■ Work to do ■
Locate every row below that contains the string "lamp", matching case exactly, and copy each such row in full.

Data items
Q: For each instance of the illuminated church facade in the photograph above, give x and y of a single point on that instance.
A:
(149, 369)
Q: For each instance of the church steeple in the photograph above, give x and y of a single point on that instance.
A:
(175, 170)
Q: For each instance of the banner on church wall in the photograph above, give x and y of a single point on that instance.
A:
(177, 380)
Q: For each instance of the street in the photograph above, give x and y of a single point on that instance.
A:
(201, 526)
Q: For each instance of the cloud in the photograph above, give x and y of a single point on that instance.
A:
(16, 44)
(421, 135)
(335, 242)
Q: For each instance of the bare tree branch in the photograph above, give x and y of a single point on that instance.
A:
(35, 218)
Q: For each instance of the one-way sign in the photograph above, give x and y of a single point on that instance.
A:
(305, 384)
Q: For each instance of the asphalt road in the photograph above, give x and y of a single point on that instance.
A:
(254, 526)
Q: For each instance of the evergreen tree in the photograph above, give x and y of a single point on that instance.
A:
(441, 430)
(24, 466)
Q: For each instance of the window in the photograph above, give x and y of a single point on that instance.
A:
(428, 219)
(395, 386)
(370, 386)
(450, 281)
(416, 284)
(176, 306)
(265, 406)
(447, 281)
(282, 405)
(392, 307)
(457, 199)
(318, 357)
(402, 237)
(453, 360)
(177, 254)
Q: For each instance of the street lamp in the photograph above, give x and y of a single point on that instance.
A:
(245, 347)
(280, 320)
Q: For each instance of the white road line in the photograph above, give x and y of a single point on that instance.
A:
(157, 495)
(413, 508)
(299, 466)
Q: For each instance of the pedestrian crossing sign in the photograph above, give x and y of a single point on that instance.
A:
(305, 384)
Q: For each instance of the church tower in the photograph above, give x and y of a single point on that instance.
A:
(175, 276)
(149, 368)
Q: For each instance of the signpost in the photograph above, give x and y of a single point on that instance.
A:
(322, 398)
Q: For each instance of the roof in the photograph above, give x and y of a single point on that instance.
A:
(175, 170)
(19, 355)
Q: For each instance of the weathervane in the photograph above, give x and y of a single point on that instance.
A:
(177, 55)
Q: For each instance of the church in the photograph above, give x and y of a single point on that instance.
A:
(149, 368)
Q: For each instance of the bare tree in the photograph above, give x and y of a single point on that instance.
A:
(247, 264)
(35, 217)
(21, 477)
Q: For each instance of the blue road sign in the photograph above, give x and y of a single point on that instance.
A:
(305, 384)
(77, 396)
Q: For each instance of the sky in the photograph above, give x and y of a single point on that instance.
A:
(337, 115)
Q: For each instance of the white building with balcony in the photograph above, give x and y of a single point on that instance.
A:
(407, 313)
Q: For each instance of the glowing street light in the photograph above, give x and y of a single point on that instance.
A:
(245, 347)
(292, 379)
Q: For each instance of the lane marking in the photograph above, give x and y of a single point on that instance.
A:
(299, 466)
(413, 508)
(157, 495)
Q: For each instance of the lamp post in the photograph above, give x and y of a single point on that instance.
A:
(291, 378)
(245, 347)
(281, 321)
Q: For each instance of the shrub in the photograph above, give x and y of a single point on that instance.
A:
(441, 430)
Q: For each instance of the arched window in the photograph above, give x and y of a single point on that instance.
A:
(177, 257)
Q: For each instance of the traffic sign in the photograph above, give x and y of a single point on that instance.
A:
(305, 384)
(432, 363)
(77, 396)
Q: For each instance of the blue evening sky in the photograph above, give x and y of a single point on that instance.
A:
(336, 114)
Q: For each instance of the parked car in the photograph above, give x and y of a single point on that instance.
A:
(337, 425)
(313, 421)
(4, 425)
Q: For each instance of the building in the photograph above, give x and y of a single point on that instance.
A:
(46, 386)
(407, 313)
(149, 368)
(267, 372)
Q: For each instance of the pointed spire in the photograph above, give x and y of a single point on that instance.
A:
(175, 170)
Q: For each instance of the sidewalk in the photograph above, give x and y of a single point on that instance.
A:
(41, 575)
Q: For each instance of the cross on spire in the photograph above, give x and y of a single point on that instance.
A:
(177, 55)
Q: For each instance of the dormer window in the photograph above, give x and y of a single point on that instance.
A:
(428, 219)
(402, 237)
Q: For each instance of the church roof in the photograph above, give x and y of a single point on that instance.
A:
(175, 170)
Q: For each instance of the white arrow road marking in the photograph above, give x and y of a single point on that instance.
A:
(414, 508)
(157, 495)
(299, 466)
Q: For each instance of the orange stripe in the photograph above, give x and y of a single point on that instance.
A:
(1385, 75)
...
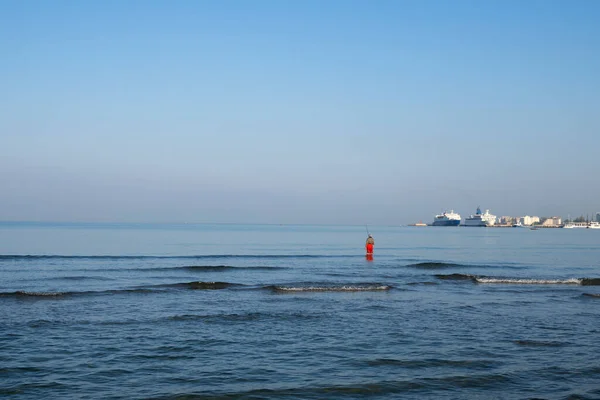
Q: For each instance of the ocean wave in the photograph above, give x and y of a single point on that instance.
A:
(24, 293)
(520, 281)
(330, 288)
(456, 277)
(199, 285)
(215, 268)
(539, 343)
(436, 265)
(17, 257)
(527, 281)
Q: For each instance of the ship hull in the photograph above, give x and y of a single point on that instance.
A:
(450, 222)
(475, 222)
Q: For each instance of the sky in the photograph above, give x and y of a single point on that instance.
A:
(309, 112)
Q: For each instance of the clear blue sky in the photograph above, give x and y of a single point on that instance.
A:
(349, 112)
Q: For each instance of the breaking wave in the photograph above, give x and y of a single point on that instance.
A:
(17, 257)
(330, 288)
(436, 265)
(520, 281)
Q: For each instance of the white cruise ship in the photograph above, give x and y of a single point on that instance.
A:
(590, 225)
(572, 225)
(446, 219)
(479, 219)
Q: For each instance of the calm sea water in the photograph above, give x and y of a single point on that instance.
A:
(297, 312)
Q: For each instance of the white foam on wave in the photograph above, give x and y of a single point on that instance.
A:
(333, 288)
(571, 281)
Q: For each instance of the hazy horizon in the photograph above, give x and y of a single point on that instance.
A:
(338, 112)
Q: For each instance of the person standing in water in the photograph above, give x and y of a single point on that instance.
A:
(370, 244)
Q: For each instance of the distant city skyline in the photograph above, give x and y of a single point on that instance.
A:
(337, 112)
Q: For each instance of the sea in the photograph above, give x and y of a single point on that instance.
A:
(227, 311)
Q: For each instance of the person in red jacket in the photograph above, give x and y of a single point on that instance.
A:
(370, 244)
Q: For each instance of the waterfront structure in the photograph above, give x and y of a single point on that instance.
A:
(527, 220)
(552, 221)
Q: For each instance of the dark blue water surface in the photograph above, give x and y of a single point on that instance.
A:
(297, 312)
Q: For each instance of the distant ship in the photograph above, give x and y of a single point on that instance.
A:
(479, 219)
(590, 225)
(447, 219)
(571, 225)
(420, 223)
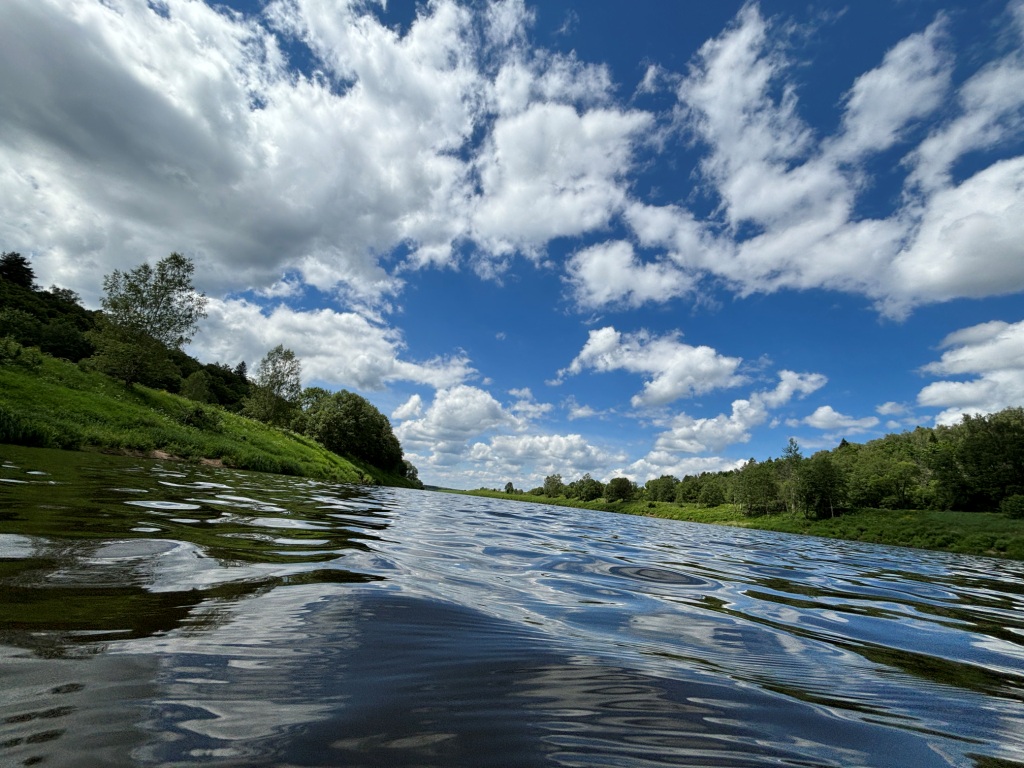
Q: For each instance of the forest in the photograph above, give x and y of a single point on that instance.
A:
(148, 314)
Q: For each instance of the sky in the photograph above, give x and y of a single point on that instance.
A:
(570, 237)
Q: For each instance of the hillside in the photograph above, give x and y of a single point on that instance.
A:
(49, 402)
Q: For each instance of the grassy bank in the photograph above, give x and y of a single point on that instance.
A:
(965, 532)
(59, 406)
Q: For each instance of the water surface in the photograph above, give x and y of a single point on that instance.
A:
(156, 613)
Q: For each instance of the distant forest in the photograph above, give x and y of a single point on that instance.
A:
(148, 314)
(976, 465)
...
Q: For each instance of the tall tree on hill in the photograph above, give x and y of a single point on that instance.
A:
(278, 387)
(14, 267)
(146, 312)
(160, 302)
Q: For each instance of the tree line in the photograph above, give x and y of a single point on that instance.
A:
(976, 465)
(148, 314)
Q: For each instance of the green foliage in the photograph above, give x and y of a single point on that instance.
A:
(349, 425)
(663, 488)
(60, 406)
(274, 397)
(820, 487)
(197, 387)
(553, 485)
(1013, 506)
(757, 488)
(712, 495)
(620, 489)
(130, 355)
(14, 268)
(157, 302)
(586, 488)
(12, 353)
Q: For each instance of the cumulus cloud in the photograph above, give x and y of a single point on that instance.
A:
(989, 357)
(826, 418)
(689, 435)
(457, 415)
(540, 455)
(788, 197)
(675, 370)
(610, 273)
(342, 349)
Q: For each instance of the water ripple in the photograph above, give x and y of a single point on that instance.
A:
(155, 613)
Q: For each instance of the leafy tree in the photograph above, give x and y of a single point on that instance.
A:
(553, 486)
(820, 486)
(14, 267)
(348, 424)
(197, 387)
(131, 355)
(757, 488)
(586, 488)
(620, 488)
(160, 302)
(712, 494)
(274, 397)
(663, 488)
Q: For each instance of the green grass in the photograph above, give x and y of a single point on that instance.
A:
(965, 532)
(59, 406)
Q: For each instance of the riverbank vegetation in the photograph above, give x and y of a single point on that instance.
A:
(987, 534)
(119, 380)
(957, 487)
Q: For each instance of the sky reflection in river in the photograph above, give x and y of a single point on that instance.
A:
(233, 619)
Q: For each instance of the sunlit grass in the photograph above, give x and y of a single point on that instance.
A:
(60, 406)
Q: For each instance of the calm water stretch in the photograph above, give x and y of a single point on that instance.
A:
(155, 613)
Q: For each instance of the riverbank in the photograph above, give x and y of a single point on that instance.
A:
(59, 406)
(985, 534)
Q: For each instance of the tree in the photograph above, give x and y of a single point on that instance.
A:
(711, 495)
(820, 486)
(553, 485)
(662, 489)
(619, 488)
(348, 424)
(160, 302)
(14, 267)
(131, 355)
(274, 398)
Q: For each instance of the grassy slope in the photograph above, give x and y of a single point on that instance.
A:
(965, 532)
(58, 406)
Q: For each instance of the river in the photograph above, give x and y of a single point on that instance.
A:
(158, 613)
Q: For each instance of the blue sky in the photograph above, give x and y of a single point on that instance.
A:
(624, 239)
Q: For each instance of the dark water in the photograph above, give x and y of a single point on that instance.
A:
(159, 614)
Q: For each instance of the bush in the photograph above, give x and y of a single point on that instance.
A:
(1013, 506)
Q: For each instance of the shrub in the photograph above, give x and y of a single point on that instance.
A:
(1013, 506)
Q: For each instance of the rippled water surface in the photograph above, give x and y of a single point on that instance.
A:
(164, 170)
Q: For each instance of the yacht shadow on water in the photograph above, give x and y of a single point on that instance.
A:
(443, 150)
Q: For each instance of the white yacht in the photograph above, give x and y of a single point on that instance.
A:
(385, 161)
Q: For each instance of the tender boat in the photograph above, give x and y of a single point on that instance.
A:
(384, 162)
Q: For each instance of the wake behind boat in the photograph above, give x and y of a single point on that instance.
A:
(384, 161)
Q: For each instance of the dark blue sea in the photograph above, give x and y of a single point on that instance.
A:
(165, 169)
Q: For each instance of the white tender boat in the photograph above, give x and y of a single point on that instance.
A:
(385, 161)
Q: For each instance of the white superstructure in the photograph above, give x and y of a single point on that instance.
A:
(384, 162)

■ Final answer ■
Q: For each instance of the street lamp in the photograph above, give x and y of a single point on that instance.
Q: For each instance of the lamp post in the photograph above, give x and y of a single point on that instance.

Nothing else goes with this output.